* Work to complete
Return only the lines starting at the line that contains "Place one keypoint on each instance of the distant" and ending with the final line of the listing; include both endpoints.

* Listed records
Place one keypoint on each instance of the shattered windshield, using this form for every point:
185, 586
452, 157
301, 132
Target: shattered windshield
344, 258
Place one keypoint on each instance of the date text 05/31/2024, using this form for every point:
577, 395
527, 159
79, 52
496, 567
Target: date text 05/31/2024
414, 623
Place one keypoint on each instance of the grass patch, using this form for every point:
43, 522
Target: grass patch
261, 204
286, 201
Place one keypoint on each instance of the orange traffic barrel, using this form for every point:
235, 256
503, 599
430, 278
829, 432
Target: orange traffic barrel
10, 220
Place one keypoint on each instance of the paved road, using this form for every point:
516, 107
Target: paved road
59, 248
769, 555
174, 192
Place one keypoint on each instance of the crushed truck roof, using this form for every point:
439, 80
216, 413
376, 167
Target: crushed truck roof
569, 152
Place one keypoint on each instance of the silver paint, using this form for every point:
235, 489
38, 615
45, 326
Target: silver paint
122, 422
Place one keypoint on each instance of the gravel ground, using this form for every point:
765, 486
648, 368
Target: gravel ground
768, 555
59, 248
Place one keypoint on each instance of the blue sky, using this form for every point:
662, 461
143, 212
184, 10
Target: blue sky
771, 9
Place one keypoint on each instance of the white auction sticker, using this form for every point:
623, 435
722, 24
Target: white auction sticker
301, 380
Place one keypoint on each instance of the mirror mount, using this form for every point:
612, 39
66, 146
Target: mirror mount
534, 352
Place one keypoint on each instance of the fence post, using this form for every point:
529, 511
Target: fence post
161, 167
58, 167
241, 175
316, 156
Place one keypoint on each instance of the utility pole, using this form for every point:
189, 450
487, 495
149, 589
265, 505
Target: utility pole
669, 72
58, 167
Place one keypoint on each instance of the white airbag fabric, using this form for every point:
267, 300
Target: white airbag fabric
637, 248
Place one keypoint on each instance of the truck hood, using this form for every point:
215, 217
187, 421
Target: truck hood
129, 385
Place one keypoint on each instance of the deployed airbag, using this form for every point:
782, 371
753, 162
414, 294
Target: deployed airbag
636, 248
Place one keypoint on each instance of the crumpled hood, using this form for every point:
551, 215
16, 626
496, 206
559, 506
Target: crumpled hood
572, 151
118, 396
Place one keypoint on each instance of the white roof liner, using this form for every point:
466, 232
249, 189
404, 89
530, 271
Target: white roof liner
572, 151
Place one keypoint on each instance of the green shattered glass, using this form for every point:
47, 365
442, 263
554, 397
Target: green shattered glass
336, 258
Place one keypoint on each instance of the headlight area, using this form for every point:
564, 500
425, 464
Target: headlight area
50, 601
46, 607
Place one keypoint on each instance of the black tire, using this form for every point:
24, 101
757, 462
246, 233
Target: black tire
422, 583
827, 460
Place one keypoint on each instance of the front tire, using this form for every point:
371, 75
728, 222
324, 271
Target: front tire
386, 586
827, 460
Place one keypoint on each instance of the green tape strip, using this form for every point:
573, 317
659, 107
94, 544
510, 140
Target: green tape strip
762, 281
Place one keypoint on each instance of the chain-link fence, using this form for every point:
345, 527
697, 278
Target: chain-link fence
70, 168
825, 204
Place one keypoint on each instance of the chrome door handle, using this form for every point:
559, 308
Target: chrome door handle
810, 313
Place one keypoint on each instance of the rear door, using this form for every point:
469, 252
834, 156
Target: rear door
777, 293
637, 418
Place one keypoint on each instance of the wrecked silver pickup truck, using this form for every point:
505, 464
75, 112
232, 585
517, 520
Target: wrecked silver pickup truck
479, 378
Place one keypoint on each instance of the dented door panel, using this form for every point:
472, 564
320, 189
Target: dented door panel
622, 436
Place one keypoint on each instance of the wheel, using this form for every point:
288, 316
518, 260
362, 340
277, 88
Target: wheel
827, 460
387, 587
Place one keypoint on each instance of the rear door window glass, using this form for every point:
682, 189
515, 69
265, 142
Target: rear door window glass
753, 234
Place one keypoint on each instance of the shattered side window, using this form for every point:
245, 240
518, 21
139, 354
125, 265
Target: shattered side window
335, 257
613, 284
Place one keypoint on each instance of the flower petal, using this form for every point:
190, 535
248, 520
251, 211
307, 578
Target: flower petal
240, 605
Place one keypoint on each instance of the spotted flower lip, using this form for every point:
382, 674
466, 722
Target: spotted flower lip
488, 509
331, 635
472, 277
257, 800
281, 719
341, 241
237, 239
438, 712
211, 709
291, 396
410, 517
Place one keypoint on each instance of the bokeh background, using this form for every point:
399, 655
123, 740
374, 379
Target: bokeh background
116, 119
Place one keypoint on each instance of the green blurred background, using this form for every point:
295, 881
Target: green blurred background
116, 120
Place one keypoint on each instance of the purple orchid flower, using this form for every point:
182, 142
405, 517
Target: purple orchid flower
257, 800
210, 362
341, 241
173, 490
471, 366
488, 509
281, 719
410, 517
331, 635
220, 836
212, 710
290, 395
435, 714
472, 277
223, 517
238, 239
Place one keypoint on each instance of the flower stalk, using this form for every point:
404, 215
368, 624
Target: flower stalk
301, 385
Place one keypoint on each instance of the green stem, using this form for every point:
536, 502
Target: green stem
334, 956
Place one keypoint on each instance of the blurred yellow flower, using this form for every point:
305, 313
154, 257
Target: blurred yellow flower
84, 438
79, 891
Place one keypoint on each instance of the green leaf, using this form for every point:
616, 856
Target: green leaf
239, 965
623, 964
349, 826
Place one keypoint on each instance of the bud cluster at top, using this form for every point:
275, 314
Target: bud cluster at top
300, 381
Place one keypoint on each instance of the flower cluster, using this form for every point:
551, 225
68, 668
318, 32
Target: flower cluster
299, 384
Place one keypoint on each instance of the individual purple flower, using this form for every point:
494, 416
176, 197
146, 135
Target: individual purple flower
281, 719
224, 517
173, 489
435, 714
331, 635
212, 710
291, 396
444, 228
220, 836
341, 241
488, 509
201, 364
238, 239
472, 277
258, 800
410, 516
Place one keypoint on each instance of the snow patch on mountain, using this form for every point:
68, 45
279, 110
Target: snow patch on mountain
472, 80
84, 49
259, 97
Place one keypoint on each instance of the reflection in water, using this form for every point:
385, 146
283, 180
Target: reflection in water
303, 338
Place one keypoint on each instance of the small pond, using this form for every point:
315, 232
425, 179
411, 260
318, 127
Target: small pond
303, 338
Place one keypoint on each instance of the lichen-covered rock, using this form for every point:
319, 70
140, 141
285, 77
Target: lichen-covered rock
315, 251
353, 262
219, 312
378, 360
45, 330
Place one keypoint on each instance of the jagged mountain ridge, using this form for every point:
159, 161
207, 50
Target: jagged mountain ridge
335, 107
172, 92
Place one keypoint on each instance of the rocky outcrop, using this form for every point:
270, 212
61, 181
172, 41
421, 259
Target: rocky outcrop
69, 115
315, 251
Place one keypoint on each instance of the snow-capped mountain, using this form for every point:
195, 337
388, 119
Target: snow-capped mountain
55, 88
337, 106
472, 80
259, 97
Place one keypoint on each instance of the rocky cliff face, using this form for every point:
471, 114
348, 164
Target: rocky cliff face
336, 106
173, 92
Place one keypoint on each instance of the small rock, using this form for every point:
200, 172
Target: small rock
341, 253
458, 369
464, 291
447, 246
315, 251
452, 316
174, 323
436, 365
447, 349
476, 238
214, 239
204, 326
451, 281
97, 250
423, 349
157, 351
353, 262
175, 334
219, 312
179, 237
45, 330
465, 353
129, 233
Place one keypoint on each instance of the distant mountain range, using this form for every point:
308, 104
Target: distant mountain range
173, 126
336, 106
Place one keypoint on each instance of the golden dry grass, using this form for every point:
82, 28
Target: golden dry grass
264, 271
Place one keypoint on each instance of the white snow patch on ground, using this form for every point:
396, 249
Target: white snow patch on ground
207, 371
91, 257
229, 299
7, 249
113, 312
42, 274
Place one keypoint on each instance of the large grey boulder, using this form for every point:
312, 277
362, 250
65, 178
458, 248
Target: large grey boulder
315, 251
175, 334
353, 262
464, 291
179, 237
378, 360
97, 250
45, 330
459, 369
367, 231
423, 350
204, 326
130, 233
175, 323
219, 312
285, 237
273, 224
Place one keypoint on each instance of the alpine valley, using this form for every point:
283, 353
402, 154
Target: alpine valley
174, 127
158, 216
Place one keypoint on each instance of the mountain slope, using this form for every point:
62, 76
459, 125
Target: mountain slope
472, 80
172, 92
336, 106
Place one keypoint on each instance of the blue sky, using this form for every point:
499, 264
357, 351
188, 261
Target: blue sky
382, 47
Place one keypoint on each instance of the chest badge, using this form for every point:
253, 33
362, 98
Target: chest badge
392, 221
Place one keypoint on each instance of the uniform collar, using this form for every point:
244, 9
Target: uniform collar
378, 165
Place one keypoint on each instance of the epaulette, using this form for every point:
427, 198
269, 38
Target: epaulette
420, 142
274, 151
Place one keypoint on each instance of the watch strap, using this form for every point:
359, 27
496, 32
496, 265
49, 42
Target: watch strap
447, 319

* Full solution
Place one keypoint on each instance of the distant mountain range, using this form for every point:
308, 104
Target: distant mountain range
173, 126
336, 106
Place one keypoint on each instance of the golden dry grass, using this form for every point:
82, 28
Target: golden dry grass
264, 271
Place one keypoint on each instance of the white snow patch on ground, using this form for every point:
396, 249
Target: white snow patch on ground
207, 371
91, 257
229, 299
7, 249
113, 312
42, 274
Place one keypoint on each instance of the large grey boulder, using this form for every point:
312, 277
362, 250
65, 178
458, 248
Target: large grey boulder
315, 251
175, 334
353, 262
464, 291
179, 237
378, 360
97, 250
45, 330
459, 369
367, 231
423, 350
204, 326
130, 233
175, 323
219, 312
285, 237
273, 224
Place one keypoint on each instance of the alpine valley, using this form for every point:
283, 353
402, 154
Target: alpine valley
174, 127
158, 216
Place one keypoint on each instance of the mountain slope, using this form for every point:
62, 76
459, 125
Target: mountain slope
472, 80
172, 92
336, 106
Place one keypoint on each instance of the blue sky, using this form for every point:
499, 264
357, 351
188, 261
Target: blue sky
382, 47
Place one keypoint on each instance of the chest badge, using this form for every point:
253, 33
362, 98
Target: chest badge
392, 221
Place one keypoint on each instance of the uniform collar, using this form for every point:
244, 9
Target: uniform collar
378, 165
Place one keypoint on each instance of the epaulette, using this form for every point:
427, 198
269, 38
Target: epaulette
420, 142
274, 151
Place one keypoint on each instance of the watch strap, using this form for every point:
359, 27
496, 32
496, 265
49, 42
Target: watch strap
447, 319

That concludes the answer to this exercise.